▶ **Set task**
State how many lines in the records below contain the word "window". Reply with the number alone.

*-*-*

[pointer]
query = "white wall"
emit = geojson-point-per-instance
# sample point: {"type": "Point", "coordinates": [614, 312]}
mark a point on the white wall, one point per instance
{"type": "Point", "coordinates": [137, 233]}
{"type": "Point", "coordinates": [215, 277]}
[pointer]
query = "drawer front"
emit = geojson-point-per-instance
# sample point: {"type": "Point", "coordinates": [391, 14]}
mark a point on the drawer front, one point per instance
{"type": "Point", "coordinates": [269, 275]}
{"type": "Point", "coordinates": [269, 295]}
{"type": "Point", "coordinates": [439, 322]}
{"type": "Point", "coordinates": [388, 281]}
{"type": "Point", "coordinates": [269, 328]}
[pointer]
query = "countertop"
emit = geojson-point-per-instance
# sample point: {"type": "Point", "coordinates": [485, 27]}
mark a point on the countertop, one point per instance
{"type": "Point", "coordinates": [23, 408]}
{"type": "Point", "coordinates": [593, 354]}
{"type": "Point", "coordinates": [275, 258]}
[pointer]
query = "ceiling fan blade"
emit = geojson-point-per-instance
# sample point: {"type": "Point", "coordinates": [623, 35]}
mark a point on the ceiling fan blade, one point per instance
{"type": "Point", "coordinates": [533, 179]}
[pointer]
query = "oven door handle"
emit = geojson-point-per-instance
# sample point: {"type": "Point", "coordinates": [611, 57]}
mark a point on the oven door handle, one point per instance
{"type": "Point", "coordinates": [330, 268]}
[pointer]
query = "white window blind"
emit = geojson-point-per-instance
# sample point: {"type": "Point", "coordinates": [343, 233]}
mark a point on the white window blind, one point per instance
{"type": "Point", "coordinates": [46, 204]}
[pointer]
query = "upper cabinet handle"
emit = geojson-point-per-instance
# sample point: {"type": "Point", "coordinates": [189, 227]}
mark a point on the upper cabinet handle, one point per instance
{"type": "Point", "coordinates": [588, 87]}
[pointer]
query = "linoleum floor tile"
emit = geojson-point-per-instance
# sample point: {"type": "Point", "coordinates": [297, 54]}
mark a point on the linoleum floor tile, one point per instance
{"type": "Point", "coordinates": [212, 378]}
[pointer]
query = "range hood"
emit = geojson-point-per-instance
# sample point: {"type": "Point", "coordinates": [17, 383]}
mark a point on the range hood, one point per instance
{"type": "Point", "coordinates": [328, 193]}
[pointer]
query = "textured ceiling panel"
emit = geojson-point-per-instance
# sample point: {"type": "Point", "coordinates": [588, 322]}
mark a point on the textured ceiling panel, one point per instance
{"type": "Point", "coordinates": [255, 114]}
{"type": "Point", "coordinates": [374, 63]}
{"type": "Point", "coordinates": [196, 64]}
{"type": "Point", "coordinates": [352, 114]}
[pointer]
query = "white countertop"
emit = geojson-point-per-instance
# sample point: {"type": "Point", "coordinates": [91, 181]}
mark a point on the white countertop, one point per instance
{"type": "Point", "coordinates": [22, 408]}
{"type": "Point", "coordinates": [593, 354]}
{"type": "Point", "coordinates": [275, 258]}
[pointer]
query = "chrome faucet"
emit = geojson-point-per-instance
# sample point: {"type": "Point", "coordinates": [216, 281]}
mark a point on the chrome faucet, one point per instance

*-*-*

▶ **Written response**
2